▸ **Given request**: Give every line of the entries below as a JSON list of strings, one string per line, skipping blank lines and leaving out the pictures.

— begin —

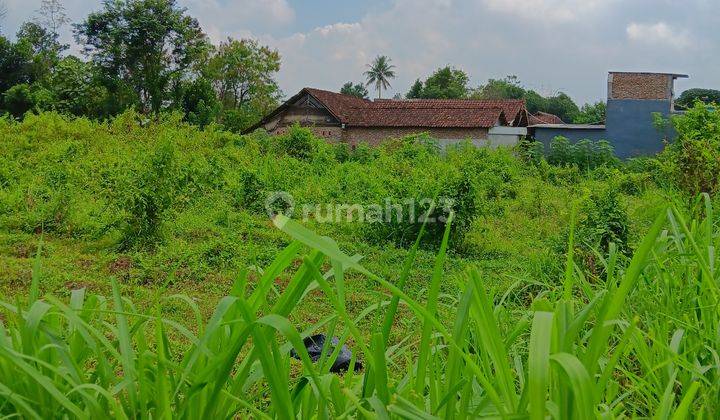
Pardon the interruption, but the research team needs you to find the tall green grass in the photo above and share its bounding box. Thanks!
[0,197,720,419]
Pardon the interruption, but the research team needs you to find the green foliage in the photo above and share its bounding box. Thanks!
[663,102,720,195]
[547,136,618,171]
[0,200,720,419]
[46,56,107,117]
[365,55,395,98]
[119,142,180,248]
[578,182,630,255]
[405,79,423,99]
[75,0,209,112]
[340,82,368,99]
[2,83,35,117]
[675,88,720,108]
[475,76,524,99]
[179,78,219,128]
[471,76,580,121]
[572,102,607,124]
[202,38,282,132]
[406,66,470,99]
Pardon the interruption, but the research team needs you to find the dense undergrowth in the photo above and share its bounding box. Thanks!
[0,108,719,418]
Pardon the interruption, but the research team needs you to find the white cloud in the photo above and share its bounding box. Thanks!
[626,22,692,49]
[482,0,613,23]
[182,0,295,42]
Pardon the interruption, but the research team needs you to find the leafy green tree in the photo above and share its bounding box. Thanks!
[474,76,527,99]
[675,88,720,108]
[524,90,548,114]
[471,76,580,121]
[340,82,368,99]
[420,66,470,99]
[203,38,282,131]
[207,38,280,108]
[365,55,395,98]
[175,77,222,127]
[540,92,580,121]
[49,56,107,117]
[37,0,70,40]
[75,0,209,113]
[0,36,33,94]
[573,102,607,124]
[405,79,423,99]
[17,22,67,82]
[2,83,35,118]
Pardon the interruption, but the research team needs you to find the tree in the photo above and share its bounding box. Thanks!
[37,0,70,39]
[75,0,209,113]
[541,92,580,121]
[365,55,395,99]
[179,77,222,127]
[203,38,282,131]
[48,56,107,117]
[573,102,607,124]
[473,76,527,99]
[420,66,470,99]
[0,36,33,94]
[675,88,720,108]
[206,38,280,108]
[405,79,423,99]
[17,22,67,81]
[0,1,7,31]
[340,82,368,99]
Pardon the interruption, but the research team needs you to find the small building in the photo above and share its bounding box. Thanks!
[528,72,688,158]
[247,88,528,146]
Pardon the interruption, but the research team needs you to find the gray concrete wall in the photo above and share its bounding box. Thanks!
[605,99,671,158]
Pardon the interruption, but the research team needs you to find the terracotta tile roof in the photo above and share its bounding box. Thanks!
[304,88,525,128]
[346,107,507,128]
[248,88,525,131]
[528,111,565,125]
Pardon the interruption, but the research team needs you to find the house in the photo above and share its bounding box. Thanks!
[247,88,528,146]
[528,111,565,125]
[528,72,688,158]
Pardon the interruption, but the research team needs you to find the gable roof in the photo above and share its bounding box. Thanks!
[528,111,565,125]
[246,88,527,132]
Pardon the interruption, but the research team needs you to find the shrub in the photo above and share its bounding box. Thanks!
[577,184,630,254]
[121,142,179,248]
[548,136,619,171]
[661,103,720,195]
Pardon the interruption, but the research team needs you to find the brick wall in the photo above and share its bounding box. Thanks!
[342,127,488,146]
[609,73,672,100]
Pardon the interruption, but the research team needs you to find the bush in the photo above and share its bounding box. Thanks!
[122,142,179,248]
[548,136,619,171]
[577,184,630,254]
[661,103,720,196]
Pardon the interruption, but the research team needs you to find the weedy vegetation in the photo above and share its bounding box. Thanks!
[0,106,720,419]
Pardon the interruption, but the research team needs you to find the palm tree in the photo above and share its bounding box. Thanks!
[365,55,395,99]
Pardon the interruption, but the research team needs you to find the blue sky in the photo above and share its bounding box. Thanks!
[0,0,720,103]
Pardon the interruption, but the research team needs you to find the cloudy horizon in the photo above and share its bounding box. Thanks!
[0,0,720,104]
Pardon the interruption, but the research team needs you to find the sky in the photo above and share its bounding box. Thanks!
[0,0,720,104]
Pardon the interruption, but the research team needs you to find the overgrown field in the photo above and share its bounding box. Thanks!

— end —

▸ **The result**:
[
  "Pardon the interruption, but the research team needs you to find the tall green grass in the photo above and share its bounding box. Thanks!",
  "[0,197,720,419]",
  "Pardon the interruption, but the research team needs you to find the green foliage in the photo above and share its bounding box. Thanks!",
  "[663,102,720,195]",
  "[547,136,618,171]",
  "[0,200,720,419]",
  "[46,56,107,117]",
  "[365,55,395,98]",
  "[119,142,180,248]",
  "[578,182,630,255]",
  "[405,79,423,99]",
  "[75,0,209,112]",
  "[340,82,368,99]",
  "[2,83,35,117]",
  "[675,88,720,108]",
  "[475,76,524,99]",
  "[179,78,219,128]",
  "[471,76,580,121]",
  "[572,102,607,124]",
  "[202,38,282,132]",
  "[406,66,470,99]",
  "Pardon the interruption, but the research team needs you to find the dense undergrowth in the photo above and share its bounding box. Thanks!",
  "[0,108,719,418]",
  "Pardon the interruption, but the research team needs you to find the white cloud in the photo above and share its bounding box. Thanks!",
  "[626,22,692,49]",
  "[482,0,613,23]",
  "[182,0,295,42]",
  "Pardon the interruption, but the research team needs you to find the leafy green tree in the photo above and share its bounding box. Thanks!",
  "[474,76,527,99]",
  "[675,88,720,108]",
  "[524,90,548,114]",
  "[471,76,580,121]",
  "[340,82,368,99]",
  "[420,66,470,99]",
  "[203,38,282,131]",
  "[207,38,280,108]",
  "[365,55,395,98]",
  "[175,77,222,127]",
  "[540,92,580,121]",
  "[49,56,107,117]",
  "[37,0,70,40]",
  "[75,0,209,113]",
  "[0,36,33,94]",
  "[573,102,607,124]",
  "[405,79,423,99]",
  "[17,22,67,82]",
  "[2,83,35,118]",
  "Pardon the interruption, but the research team needs you to find the tree in the photo above and share its bounding box. Thanks!",
  "[37,0,70,39]",
  "[75,0,209,113]",
  "[541,92,580,121]",
  "[365,55,395,99]",
  "[179,77,222,127]",
  "[203,38,282,131]",
  "[48,56,107,117]",
  "[573,102,607,124]",
  "[473,76,527,99]",
  "[420,66,470,99]",
  "[0,36,33,94]",
  "[675,88,720,108]",
  "[206,38,280,108]",
  "[405,79,423,99]",
  "[17,22,67,81]",
  "[0,1,7,31]",
  "[340,82,368,99]",
  "Pardon the interruption, but the research team needs you to find the small building in the photo above and share its bounding box. Thanks!",
  "[528,72,688,158]",
  "[247,88,528,146]",
  "Pardon the interruption, but the research team needs you to find the gray concrete wall in the photo above and share its bounding box. Thanks!",
  "[605,99,671,158]",
  "Pardon the interruption, but the research team needs you to find the terracotta tile roof in the photo above and share its bounding box. Thanks!",
  "[304,88,525,128]",
  "[346,107,507,128]",
  "[248,88,525,131]",
  "[528,111,565,125]",
  "Pardon the interruption, but the research team needs you to find the house in the photo above and share its bounding box. Thanks!",
  "[247,88,528,146]",
  "[528,111,565,125]",
  "[528,72,688,158]",
  "Pardon the interruption, but the research team needs you to find the gable roof in the photo above and share its bounding box. Thanks!",
  "[528,111,565,125]",
  "[246,88,527,132]",
  "Pardon the interruption, but the research team needs you to find the shrub in the photo above and share its bounding box. Thanks!",
  "[577,184,630,254]",
  "[121,142,179,248]",
  "[548,136,619,171]",
  "[661,103,720,195]",
  "Pardon the interruption, but the research team needs you to find the brick wall in the photo above and share its bounding box. Thanks!",
  "[342,127,488,146]",
  "[609,73,672,100]",
  "Pardon the interruption, but the research team needs you to find the bush in the photo above and share its bounding box. Thanks!",
  "[122,142,179,248]",
  "[548,136,619,171]",
  "[577,184,630,254]",
  "[661,103,720,196]",
  "Pardon the interruption, but the research team needs you to find the weedy vegetation in the photo above and share its bounding box. Thanks!",
  "[0,106,720,419]",
  "Pardon the interruption, but the research team needs you to find the palm tree in the photo above and share its bounding box. Thanks!",
  "[365,55,395,99]",
  "Pardon the interruption, but the research team needs you to find the blue sky in the photo above and share its bounding box. Thanks!",
  "[0,0,720,103]",
  "Pardon the interruption, but the research team needs you to find the cloudy horizon in the photo above and share its bounding box. Thanks!",
  "[0,0,720,104]",
  "Pardon the interruption, but the research team needs you to find the sky in the photo above and share its bounding box. Thanks!",
  "[0,0,720,104]",
  "Pardon the interruption, but the research team needs you to find the overgrown field in the photo above and share its bounding box. Thanks!"
]